* Tâche donnée A:
D'après le texte sur les chansons de Stephen Sondheim, quelle vedette de Gypsy refuse que Sondheim compose le spectacle ?

Le choix de Chloé : « Something’s Coming », West Side Story

Après le projet avorté de Saturday Night, Stephen Sondheim fait ses débuts professionnels en écrivant les paroles d’une petite comédie musicale pas très connue nommée West Side Story. Il se retrouve donc à travailler avec Leonard Bernstein, Arthur Laurents et Jerome Robbins, des personnalités qui n’ont pas fait grand-chose. Non franchement, ça ne devait pas trop lui mettre la pression. Le résultat de ce quatuor magique est une œuvre intemporelle, véritable chef d’œuvre, n’ayons pas peur des mots, qui fait encore battre bien des cœurs et couler beaucoup de larmes. Dans cet extrait, la première apparition de Tony, Sondheim profite de cette « I want song » classique pour démontrer ses talents de parolier.

Le choix de Philémon : « Little Lamb », Gypsy

Après West Side Story, Stephen Sondheim avait peur de s’enfermer dans son rôle de parolier alors qu’il rêvait de composer ses propres comédies musicales. Son rêve allait devenir réalité avec Gypsy. C’était sans compter sur sa vedette, Ethel Merman. Cette dernière refuse qu’un artiste aussi peu expérimenté compose ce spectacle, lui préférant Jules Styne. Sondheim devra une nouvelle fois se contenter de l’écriture des paroles. Sa frustration a bien failli lui faire quitter le projet. Fort heureusement il est resté. Cette chanson paraît toute simple en apparence, mais cette berceuse à un petit agneau tout mignon décrit si bien la tristesse et la solitude de la jeune Louise.

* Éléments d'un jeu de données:
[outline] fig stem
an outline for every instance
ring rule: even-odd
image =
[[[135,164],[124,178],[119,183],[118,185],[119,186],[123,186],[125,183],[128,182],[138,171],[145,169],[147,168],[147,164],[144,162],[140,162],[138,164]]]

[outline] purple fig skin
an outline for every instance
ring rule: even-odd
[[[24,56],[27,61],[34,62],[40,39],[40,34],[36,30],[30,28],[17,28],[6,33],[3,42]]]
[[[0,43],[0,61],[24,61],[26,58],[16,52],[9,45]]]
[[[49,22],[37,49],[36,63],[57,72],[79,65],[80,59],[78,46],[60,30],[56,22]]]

* Tâche donnée B:
Transforme en CSV à deux colonnes, « demande » et « réponse », les lignes du jeu de données comprises entre celle qui contient « [outline] purple fig skin » et la fin des lignes, bornes incluses. Produis une ligne CSV par demande, chaque champ entre guillemets et les sauts de ligne remplacés par des espaces.

* Réponse A:
Ethel Merman.

* Réponse B:
demande,réponse
"[outline] purple fig skin an outline for every instance ring rule: even-odd","[[[24,56],[27,61],[34,62],[40,39],[40,34],[36,30],[30,28],[17,28],[6,33],[3,42]]] [[[0,43],[0,61],[24,61],[26,58],[16,52],[9,45]]] [[[49,22],[37,49],[36,63],[57,72],[79,65],[80,59],[78,46],[60,30],[56,22]]]"